[Region pointing data]
__________________________________________________
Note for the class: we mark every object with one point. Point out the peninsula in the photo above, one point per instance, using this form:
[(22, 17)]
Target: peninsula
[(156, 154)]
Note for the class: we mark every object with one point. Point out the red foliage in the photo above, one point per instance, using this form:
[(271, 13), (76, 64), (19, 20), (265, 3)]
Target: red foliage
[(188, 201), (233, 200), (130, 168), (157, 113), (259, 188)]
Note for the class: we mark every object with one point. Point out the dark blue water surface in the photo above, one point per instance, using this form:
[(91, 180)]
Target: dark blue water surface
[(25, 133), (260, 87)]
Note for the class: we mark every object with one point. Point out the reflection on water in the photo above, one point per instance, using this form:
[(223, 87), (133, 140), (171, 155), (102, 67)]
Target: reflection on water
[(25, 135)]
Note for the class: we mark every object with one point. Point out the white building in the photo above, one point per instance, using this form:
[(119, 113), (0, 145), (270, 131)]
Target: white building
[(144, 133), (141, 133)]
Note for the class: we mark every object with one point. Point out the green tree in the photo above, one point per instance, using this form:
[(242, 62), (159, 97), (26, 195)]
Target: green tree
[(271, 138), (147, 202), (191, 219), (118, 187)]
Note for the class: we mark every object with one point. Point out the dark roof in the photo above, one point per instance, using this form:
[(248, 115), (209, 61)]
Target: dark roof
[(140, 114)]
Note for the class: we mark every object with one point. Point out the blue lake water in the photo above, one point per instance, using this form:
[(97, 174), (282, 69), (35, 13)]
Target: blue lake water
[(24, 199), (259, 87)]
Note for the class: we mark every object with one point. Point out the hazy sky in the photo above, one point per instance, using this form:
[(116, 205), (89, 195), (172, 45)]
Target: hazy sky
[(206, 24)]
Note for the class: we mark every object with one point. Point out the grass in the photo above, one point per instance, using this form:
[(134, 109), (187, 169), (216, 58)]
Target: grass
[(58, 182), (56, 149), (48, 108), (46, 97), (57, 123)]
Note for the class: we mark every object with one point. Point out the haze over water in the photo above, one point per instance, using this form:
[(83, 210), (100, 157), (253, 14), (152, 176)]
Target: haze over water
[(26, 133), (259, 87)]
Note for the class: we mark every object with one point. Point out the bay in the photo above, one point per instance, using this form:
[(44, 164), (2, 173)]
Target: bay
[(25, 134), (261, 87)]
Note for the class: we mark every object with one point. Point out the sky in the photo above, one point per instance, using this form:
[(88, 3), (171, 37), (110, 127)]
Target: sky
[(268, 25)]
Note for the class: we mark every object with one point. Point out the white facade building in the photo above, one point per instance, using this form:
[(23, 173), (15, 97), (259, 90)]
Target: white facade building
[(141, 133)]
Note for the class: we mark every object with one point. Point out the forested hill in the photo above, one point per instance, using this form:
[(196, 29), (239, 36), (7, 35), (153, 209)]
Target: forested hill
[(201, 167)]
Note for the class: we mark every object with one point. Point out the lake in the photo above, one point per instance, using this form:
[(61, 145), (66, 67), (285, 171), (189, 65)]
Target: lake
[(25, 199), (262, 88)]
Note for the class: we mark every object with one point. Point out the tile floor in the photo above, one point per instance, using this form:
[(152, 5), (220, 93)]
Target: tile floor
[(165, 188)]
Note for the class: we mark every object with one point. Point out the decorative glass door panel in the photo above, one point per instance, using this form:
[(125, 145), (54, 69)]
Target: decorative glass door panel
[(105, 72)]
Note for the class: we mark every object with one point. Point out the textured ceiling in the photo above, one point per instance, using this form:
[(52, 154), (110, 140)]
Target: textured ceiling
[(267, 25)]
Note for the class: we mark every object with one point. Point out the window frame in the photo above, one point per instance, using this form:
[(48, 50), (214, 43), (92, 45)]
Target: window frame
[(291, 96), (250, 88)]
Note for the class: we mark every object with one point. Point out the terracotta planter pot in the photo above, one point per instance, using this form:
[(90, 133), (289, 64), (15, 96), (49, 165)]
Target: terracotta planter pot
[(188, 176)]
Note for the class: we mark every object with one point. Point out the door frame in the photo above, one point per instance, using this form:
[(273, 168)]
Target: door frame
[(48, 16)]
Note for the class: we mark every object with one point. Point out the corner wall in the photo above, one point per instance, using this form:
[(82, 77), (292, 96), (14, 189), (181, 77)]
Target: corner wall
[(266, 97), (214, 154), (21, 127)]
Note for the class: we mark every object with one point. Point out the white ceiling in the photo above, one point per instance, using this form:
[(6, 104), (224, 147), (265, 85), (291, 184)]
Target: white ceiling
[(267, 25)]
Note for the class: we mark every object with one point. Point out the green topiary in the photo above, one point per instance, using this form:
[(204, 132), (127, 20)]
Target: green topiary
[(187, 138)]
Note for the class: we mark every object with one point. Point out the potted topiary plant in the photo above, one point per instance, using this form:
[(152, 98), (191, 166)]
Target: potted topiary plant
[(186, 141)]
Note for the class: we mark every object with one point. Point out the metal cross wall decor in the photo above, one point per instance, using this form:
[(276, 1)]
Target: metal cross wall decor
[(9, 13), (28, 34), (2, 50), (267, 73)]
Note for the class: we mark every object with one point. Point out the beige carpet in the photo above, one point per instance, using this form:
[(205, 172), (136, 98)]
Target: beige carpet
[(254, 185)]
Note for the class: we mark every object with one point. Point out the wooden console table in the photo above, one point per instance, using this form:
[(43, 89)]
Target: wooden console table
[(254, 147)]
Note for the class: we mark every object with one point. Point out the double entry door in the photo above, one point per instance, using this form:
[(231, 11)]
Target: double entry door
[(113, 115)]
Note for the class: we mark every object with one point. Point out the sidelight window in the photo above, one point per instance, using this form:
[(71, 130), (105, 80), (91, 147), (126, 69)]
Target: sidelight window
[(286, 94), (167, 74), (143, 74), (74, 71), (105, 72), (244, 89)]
__________________________________________________
WHAT NEEDS TO BE DONE: The answer must be an exact copy of every record above.

YOUR SOLUTION:
Note for the class: we mark every object with one point. Point out the peninsula in the photo above, one point per instance, using this form:
[(22, 17)]
Target: peninsula
[(156, 154)]
Note for the class: we mark every object with one point. Point out the red foliage in the photo above, one point per instance, using this form:
[(271, 13), (76, 64), (19, 20), (265, 3)]
Target: red foliage
[(188, 201), (233, 200), (130, 168), (157, 113), (259, 188)]
Note for the class: we mark every object with one point. Point out the dark blue water surface in the photo above, one point per instance, using this form:
[(91, 180)]
Target: dark blue water surface
[(25, 133), (260, 87)]
Note for the class: we mark every object with one point. Point out the reflection on water in the photo above, one point per instance, using this form:
[(223, 87), (133, 140), (171, 155), (102, 67)]
Target: reflection on water
[(25, 135)]
Note for the class: we mark every object with one point. Point out the white building in the photo above, one point per instance, using this form:
[(119, 113), (0, 145), (270, 131)]
Target: white building
[(144, 133), (141, 133)]
Note for the class: we mark every object with one point. Point out the green tree in the photo above, one point per instance, using this form:
[(242, 62), (159, 97), (26, 195)]
Target: green tree
[(271, 138), (147, 202), (191, 219), (118, 187)]
Note for the class: we mark every object with one point. Point out the dark roof in the photo above, one point per instance, using this form:
[(248, 115), (209, 61)]
Target: dark roof
[(140, 114)]
Note for the class: we mark every object with one point. Point out the blue lake water in the photo above, one point per instance, using this form:
[(97, 174), (282, 69), (35, 13)]
Target: blue lake water
[(24, 199), (259, 87)]
Note for the class: we mark every object with one point. Point out the hazy sky in the photo above, one point per instance, using this form:
[(116, 205), (89, 195), (172, 45)]
Target: hazy sky
[(206, 24)]
Note for the class: we mark every object with one point. Point out the grass in the photo above, one point per instance, using this form:
[(134, 109), (187, 169), (216, 58)]
Target: grass
[(58, 182), (56, 149), (48, 108), (46, 97), (57, 123)]
Note for the class: we mark every object with one point. Point out the haze over water in the photo above, one point per instance, using this form:
[(83, 210), (100, 157), (253, 14), (152, 176)]
Target: haze over water
[(26, 133), (259, 87)]
Note for the class: we mark every object with one point. Point out the bay in the photo above, one point per instance, using this form:
[(44, 164), (2, 173)]
Target: bay
[(25, 134), (261, 87)]
Note for the class: we mark every object with one point. Point out the sky in the photo above, one point per instance, using this form:
[(88, 3), (171, 37), (110, 127)]
Target: sky
[(268, 25)]
Note for the class: we mark every object with one point. Point out the white facade building in the photo above, one point per instance, using this form:
[(23, 173), (15, 97), (259, 90)]
Target: white facade building
[(141, 133)]
Note for the class: we mark every object with one point. Point out the forested hill in the photo above, one point per instance, using this form:
[(196, 29), (239, 36), (7, 35), (153, 209)]
Target: forested hill
[(201, 167)]
Note for the class: we mark every object with one point. Point out the lake in the photo above, one point per instance, using this form:
[(61, 145), (66, 67), (285, 171), (189, 65)]
Target: lake
[(25, 199), (262, 88)]
Note for the class: we mark every object with one point. Point out the tile floor in the photo above, one point per instance, using this form:
[(152, 5), (220, 93)]
Target: tile floor
[(165, 188)]
Note for the class: we mark every object with one point. Point out the decorative glass door panel in the photo above, one point per instance, using this form:
[(125, 145), (54, 69)]
Target: decorative glass door panel
[(105, 72)]
Note for the class: we mark every object with one point. Point out the textured ceiling in the photo above, one point per instance, using this form:
[(52, 154), (110, 140)]
Target: textured ceiling
[(267, 25)]
Note for the class: we mark every object with one point. Point out the window frame in the photo above, one point per instance, using this form:
[(48, 50), (214, 43), (92, 45)]
Target: window frame
[(291, 96), (250, 88)]
Note for the class: we mark every object with one point. Point out the terracotta planter pot in the photo above, one point per instance, using this form:
[(90, 133), (289, 64), (15, 96), (49, 165)]
Target: terracotta planter pot
[(188, 176)]
Note for the class: we mark every object with one point. Point out the door frame in the photo above, one point per instance, using this form:
[(273, 168)]
Target: door frame
[(48, 16)]
Note for the class: we mark every object with one point. Point out the corner wall in the photo above, one point per instance, using this form:
[(82, 77), (292, 96), (14, 189), (181, 77)]
Target: corner wall
[(266, 97), (214, 154), (21, 127)]
Note for the class: we mark every object with one point. Point out the white ceiling in the photo above, one point per instance, using this form:
[(6, 104), (224, 147), (265, 85), (291, 184)]
Target: white ceiling
[(267, 25)]
Note for the class: we mark every object with one point. Point out the green topiary in the photo above, one point per instance, using this form:
[(204, 132), (127, 20)]
Target: green topiary
[(187, 138)]
Note for the class: we mark every object with one point. Point out the potted topiary plant in the photo above, one point per instance, using this form:
[(152, 98), (191, 166)]
Target: potted topiary plant
[(186, 141)]
Note for the class: we mark every object with one point. Point out the metal cross wall decor in the photo above, one point per instance, using this form:
[(276, 1)]
Target: metal cross wall decor
[(9, 13), (28, 34), (2, 50), (267, 73)]
Note for the class: we mark every object with one point. Point out the beige carpet in the photo above, one point per instance, using this form:
[(205, 172), (136, 98)]
Target: beige carpet
[(254, 185)]
Note for the class: we mark every object with one point. Point out the wooden console table in the photo above, one point per instance, using this form:
[(43, 89)]
Target: wooden console table
[(254, 147)]
Note for the class: we mark every object with one point. Point out the double entry door in the photo above, one point per instance, using this form:
[(231, 11)]
Target: double entry door
[(113, 115)]
Note for the class: we mark every object with one point. Point out the sidelight window in the photo above, one point per instance, using this form:
[(71, 130), (105, 80), (91, 147), (126, 69)]
Target: sidelight window
[(286, 94), (167, 74), (143, 74), (74, 71), (105, 72), (244, 89)]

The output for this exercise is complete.